====== Kutipan sumber
Mungkin masih pekat di rerimbun ingatan, pada awal pekan kedua April 2020, nurani kesadaran kita dilumatkan dengan berita penolakan pemakaman jenasah seorang perawat positif Corona di Taman Pemakaman Umum Sewakul, Ungaran Timur, Semarang, Jawa Tengah. Juga, bantuan sosial yang hanya diperuntukkan untuk kelompok agama-agama tertentu. Contoh-contoh miris semacam ini adalah fenomena masyarakat yang terpolarisasi, lantaran, untuk derajat yg tinggi, memuliakan primordialisme sempit. Sebuah cerminan dari masyarakat yang mabuk agama.
Karenanya, dalam rangka perayaan hari perawat internasional 12 Mei 2020, pada 16 Mei 2020, alumni Mindanao Peacebuilding Institute (MPI) Indonesia, yang terhimpun dalam organisasi Lembaga Perdamaian Indonesia (LPI), telah melaksanakan satu forum webinar silaturahmi alumni. Tema yang ditandu adalah “Tantangan para Pekerja Perdamaian di Era Covid-19”. Forum tersebut terbuka untuk peserta publik.
Adalah Izak Y.M. Lattu, PhD, akademisi studi agama-agama dari UKSW Salatiga, dan Nur Hidayah, akademisi UIN Alauddin Makassar, yang didapuk sebagai narasumber. Bung Izaak, yang merupakan seorang seorang survivior Covid-19, telah dirawat di RS sebagai pasien positif Covid-19, setelah balik ke Indonesia pasca menjalani kegiatan kunjungan akademik ke Amerika Serikat. Dia mengisahkan bagaimana pengalaman, yang penulis sebut interfaith solidarity, yang dialaminya selama menjalani perawatan di RS Kariadi Semarang membantu proses kesembuhannya. Sementara Nur Hidayah, mantan perawat dan saat ini aktif mempromosikan perdamaian melalui kesehatan beberapa tahun terakhir, membeberkan sejarah lahirnya hari perawat internasional dan juga tantangan para perawat dalam bertugas di era Covid-19.
Narasi inspiratif dari dua narasumber tersebut telah menguakkan apa yang bisa disebut sebagai “solidaritas lintas iman”, di mana para perawat dalam bertugas merawat pasien Covid-19 tidak memandang entitas primordialisme etnik dan agama. Misalnya, terdapat kegiatan doa lintas iman (masing-masing berdoa dengan keyakinannya) di RS tersebut untuk kesembuhan bung Izaak. Dalam hal ini, bung Izaak mengatakan, “tidak menjadi soal siapa yang mendoakan, tetapi yang penting adalah doa itu sendiri”.
============
====== Data yang disediakan
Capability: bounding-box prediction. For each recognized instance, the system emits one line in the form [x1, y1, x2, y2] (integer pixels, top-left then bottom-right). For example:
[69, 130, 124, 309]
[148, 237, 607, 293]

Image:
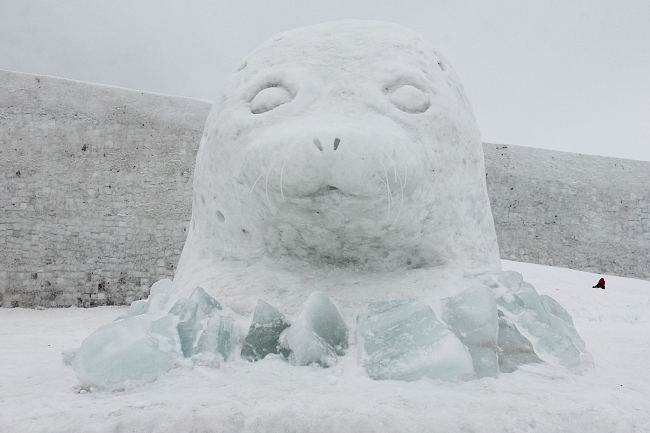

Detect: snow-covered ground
[0, 261, 650, 433]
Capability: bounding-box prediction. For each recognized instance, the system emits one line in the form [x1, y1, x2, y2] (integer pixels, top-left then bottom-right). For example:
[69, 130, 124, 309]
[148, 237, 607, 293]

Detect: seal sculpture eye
[388, 84, 431, 114]
[250, 85, 293, 114]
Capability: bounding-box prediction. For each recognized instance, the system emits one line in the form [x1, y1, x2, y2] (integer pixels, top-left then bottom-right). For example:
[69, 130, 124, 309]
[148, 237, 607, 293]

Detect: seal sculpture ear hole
[388, 84, 431, 114]
[250, 84, 294, 114]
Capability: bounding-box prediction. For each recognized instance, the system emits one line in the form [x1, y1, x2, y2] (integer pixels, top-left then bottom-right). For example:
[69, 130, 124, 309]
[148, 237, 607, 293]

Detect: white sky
[0, 0, 650, 161]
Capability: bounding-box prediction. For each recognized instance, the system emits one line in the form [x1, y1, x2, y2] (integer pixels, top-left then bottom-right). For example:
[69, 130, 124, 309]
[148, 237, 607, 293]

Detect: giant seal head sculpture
[72, 21, 592, 388]
[175, 21, 500, 310]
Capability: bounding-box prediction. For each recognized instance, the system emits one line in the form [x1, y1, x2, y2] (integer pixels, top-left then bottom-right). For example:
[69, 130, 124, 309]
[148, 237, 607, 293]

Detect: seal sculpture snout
[314, 138, 341, 152]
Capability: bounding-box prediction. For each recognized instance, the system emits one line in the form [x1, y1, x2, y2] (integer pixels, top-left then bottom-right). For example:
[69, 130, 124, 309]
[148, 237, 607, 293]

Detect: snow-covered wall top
[484, 144, 650, 279]
[0, 71, 650, 306]
[0, 71, 210, 306]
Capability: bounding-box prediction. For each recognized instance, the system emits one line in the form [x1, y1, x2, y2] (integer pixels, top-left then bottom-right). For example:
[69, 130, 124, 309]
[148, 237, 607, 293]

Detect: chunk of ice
[194, 316, 233, 361]
[241, 299, 289, 361]
[357, 299, 474, 381]
[280, 292, 348, 367]
[442, 286, 499, 377]
[72, 315, 180, 389]
[176, 287, 221, 358]
[497, 311, 542, 373]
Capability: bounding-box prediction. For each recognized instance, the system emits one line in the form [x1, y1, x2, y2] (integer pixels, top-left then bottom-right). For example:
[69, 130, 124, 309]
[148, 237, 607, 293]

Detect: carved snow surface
[118, 278, 172, 319]
[498, 311, 542, 373]
[442, 286, 499, 377]
[72, 315, 180, 389]
[280, 292, 348, 366]
[241, 299, 289, 361]
[357, 299, 473, 381]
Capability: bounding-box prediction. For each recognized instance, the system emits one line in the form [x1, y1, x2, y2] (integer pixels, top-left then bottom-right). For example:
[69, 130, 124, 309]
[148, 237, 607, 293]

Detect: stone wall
[0, 71, 210, 307]
[484, 144, 650, 278]
[0, 71, 650, 307]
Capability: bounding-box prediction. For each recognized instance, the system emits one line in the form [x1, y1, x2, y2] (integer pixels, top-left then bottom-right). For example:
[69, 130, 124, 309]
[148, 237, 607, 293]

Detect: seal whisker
[248, 172, 264, 199]
[264, 162, 275, 209]
[391, 166, 404, 227]
[280, 159, 287, 201]
[379, 161, 393, 222]
[379, 161, 394, 205]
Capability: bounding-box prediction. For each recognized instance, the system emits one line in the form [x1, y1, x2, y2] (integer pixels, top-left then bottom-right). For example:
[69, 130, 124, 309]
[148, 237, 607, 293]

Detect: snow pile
[0, 262, 650, 433]
[72, 21, 593, 389]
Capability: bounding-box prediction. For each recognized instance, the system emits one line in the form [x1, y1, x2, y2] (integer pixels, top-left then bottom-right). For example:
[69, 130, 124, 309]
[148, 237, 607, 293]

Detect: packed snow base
[65, 271, 593, 389]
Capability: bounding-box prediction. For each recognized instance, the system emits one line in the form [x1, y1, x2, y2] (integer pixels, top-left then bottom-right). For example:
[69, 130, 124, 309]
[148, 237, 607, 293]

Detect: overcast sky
[0, 0, 650, 161]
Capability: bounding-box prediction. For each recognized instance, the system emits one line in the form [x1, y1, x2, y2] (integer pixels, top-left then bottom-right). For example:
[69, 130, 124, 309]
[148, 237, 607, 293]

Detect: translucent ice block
[280, 292, 348, 366]
[442, 286, 499, 377]
[176, 287, 221, 357]
[241, 299, 289, 361]
[497, 311, 542, 373]
[357, 299, 474, 381]
[72, 315, 180, 389]
[194, 316, 233, 361]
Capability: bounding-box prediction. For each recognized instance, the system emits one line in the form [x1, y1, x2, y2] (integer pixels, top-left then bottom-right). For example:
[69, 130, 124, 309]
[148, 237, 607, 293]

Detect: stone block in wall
[484, 143, 650, 279]
[0, 71, 210, 307]
[0, 70, 650, 307]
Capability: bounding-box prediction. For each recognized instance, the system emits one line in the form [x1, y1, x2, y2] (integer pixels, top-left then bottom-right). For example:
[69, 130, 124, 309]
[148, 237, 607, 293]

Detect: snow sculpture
[174, 17, 500, 311]
[66, 21, 592, 389]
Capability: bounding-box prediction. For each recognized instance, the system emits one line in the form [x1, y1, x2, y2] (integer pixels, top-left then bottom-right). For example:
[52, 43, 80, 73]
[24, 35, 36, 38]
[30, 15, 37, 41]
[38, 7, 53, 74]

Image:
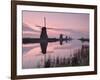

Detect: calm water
[22, 40, 89, 69]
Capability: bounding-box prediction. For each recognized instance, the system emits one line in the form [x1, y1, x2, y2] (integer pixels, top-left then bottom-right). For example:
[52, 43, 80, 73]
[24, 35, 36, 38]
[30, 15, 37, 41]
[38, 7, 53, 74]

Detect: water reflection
[22, 40, 89, 69]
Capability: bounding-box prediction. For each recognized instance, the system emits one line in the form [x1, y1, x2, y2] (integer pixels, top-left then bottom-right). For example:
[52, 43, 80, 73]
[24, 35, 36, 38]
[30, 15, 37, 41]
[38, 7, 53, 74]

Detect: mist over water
[22, 40, 89, 69]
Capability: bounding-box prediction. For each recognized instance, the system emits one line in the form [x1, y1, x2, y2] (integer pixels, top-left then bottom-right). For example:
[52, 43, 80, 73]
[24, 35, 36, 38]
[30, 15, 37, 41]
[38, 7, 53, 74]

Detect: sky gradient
[22, 11, 89, 38]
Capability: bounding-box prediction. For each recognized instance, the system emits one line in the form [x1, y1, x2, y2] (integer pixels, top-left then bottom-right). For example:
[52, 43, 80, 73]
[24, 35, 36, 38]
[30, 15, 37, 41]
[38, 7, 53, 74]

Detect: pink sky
[23, 11, 89, 37]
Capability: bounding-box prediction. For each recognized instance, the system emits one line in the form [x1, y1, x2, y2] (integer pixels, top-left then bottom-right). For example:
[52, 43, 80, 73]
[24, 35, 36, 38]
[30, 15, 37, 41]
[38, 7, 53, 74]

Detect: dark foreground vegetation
[38, 45, 89, 68]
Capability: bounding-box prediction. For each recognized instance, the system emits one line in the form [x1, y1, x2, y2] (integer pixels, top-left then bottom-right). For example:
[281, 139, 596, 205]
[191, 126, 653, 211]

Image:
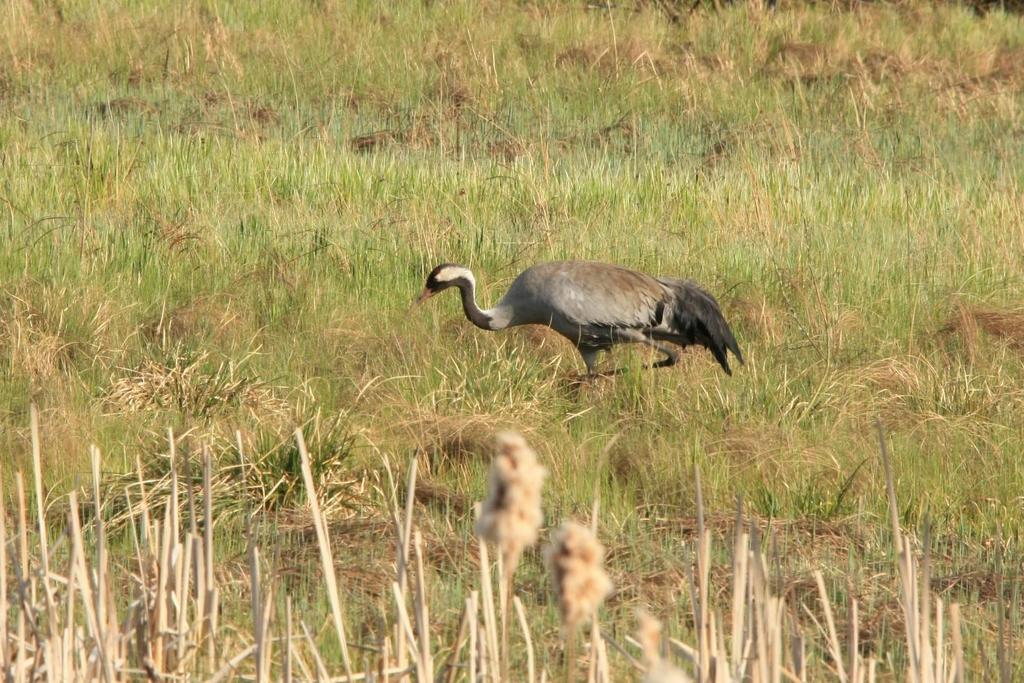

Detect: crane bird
[417, 261, 743, 375]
============
* **Tugas 1**:
Tentukan apakah setiap pernyataan berikut sesuai dengan kutipan sumber, lalu sertakan kutipan persis kata-kata yang menjadi dasarnya: (a) Webinar alumni dilaksanakan pada 12 Mei 2020. (b) Forum webinar tersebut terbuka untuk peserta publik. (c) Narasumber dari UKSW Salatiga menjalani perawatan di RS Kariadi Semarang.
* **Tugas 2**:
Menurut kutipan sumber, apa tema webinar silaturahmi alumni MPI Indonesia?
Data tersebut merupakan bahan terpisah dari kutipan sumber.

* **Jawaban 1**:
(a) Tidak: "pada 16 Mei 2020, alumni Mindanao Peacebuilding Institute (MPI) Indonesia, yang terhimpun dalam organisasi Lembaga Perdamaian Indonesia (LPI), telah melaksanakan satu forum webinar silaturahmi alumni"
(b) Ya: "Forum tersebut terbuka untuk peserta publik."
(c) Ya: "selama menjalani perawatan di RS Kariadi Semarang"

* **Jawaban 2**:
"Tantangan para Pekerja Perdamaian di Era Covid-19"